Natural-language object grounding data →
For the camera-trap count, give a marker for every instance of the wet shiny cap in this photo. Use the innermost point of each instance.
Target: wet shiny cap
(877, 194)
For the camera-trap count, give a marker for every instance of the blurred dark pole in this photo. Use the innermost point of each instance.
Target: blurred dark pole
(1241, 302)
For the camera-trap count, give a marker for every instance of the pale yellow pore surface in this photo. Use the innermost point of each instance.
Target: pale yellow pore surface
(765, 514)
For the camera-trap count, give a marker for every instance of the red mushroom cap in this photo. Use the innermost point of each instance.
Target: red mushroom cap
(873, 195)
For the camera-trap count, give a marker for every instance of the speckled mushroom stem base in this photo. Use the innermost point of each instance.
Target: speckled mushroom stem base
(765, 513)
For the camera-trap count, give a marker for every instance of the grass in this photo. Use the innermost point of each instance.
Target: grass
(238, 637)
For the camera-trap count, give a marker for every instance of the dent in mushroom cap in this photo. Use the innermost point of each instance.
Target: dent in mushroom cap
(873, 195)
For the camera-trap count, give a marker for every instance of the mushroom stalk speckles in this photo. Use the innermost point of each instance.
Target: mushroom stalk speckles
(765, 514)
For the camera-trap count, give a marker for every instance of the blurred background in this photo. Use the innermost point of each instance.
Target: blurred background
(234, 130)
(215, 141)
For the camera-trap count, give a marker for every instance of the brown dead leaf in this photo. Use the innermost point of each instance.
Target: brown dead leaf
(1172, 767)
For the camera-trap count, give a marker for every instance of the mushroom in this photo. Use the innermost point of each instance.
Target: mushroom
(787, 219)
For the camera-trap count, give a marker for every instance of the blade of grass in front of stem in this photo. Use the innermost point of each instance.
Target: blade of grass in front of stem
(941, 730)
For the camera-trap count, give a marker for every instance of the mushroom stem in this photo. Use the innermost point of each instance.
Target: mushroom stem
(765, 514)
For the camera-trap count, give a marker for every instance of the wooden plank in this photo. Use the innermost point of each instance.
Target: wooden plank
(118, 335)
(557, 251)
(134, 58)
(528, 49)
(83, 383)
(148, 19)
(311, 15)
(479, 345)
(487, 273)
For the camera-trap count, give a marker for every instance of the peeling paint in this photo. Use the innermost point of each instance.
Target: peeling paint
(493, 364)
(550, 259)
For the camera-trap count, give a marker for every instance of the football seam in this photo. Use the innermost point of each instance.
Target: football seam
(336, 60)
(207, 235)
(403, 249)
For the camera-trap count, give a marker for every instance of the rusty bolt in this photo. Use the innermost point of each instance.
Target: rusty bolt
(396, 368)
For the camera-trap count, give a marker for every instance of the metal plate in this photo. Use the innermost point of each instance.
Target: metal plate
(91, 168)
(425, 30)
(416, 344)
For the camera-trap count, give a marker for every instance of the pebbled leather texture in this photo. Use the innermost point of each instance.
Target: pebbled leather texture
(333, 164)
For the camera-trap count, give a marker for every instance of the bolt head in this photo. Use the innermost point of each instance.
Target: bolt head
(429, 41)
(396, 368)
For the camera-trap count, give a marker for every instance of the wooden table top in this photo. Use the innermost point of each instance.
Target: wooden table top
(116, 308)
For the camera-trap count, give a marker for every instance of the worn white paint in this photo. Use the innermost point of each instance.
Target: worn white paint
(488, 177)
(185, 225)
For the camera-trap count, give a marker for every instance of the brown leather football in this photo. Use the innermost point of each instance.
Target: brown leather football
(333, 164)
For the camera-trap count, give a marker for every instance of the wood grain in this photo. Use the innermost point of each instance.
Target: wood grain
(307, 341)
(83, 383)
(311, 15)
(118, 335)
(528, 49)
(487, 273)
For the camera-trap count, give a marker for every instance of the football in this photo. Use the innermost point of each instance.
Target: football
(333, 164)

ASSIGNMENT →
Print the data above again, with nothing altered and nothing left out.

THE ANSWER →
For the camera-trap count, give a marker for every instance of the wet shiny cap in this photo. Use the innermost point of each instance.
Target: wet shiny cap
(877, 194)
For the camera-trap count, give a marker for every instance of the blurred dark pole in this photo. Use the innermost point of each instance.
Target: blurred dark pole
(1241, 302)
For the camera-trap count, give a marker for every instance of the pale yellow pore surface in this photo. Use the innermost point of each instance.
Target: pale yellow pore surface
(765, 514)
For the camera-trap count, give a marker for every instance of the red mushroom cap in this photo. Use the innermost point of each instance.
Target: red mushroom cap
(873, 195)
For the camera-trap count, give a marker for every instance of the speckled mushroom stem base in this photo. Use the innermost point of each instance.
Target: speckled mushroom stem base
(765, 513)
For the camera-trap count, give a marker for every instance of the grass in this photo. Use the innermost point of each instance.
Target: grass
(238, 637)
For the camera-trap count, give a marker for every instance of the dent in mushroom cap in this photo. Use the innermost point of each instance.
Target: dent in mushroom cap
(873, 195)
For the camera-trap count, give a marker for every instance of the mushroom stalk speckles in this photo. Use the innermost point of each instance.
Target: mushroom stalk speckles
(765, 514)
For the camera-trap count, give a marker for every instance of the blurred background in this photo. Use the innermost point of each instance.
Target: blurred background
(234, 130)
(215, 141)
For the camera-trap count, give a marker for every instance of the brown dead leaf in this photo. Use the innermost point of each instance.
Target: brown dead leaf
(1172, 767)
For the camera-trap count, give a marker for every instance of the mushroom in this photo. Use the innermost point of each instance.
Target: mushroom
(787, 219)
For the camera-trap count, give a marker for every instance of the blade of grass in front of stem in this photo. Use the innermost point of each instance.
Target: blade of grass in front of stem
(941, 730)
For the camera-trap count, give a marker for every instance of the mushroom stem in this photo. Use the innermost point of each instance.
Target: mushroom stem
(765, 514)
For the camera-trap count, give a marker for every instance of the wooden plank in this photo. Use the innermost point of each instance.
Target: wooden plank
(118, 335)
(557, 251)
(134, 58)
(528, 49)
(83, 383)
(148, 19)
(311, 15)
(479, 345)
(487, 273)
For the camera-trap count, give a marker for every instance of the peeling paint in this photo. Use the innermost point of each instance.
Target: peeling paint
(493, 364)
(550, 259)
For the camera-trap count, give a marker for every instance of the football seam in this photo. Use the innermost point of each instance.
Target: football seam
(336, 60)
(207, 235)
(403, 249)
For the camera-trap count, give a marker for every instance of the rusty bolt in this photo. Use the innermost point of each instance.
Target: rusty bolt
(396, 368)
For the camera-trap count, give a marker for every instance of the metal plate in this photo. Use the innermost point of each instance.
Target: metal plate
(91, 168)
(425, 30)
(416, 344)
For the camera-trap count, give a marker for every instance of the pebbled leather texture in this photo. Use the innermost point of each instance.
Target: pebbled leather texture
(333, 164)
For the camera-trap count, give a marker for every instance of the bolt head in this photo. Use the innermost point of each instance.
Target: bolt head
(429, 41)
(396, 368)
For the camera-trap count, give a marker for every instance of the wooden table top in this photo. Use the innermost point of each instance.
Target: wooden table top
(116, 308)
For the camera-trap count, give a marker for every instance of the worn white paint in this photo. Use the innermost point of each instance.
Target: worn white paint
(488, 177)
(185, 225)
For the camera-trap count, give a marker for every instance of the brown leather football in this photo. Use the innermost point of each instance.
Target: brown leather football
(333, 164)
For the camera-trap count, give a marker for every instance of the wood grain in this photo. Use the innermost point of each instance.
Target: wood grain
(307, 341)
(83, 383)
(311, 15)
(118, 335)
(528, 49)
(487, 273)
For the camera-trap count, give a marker for every instance of the football in this photo. Use the innermost point of each instance.
Target: football
(333, 164)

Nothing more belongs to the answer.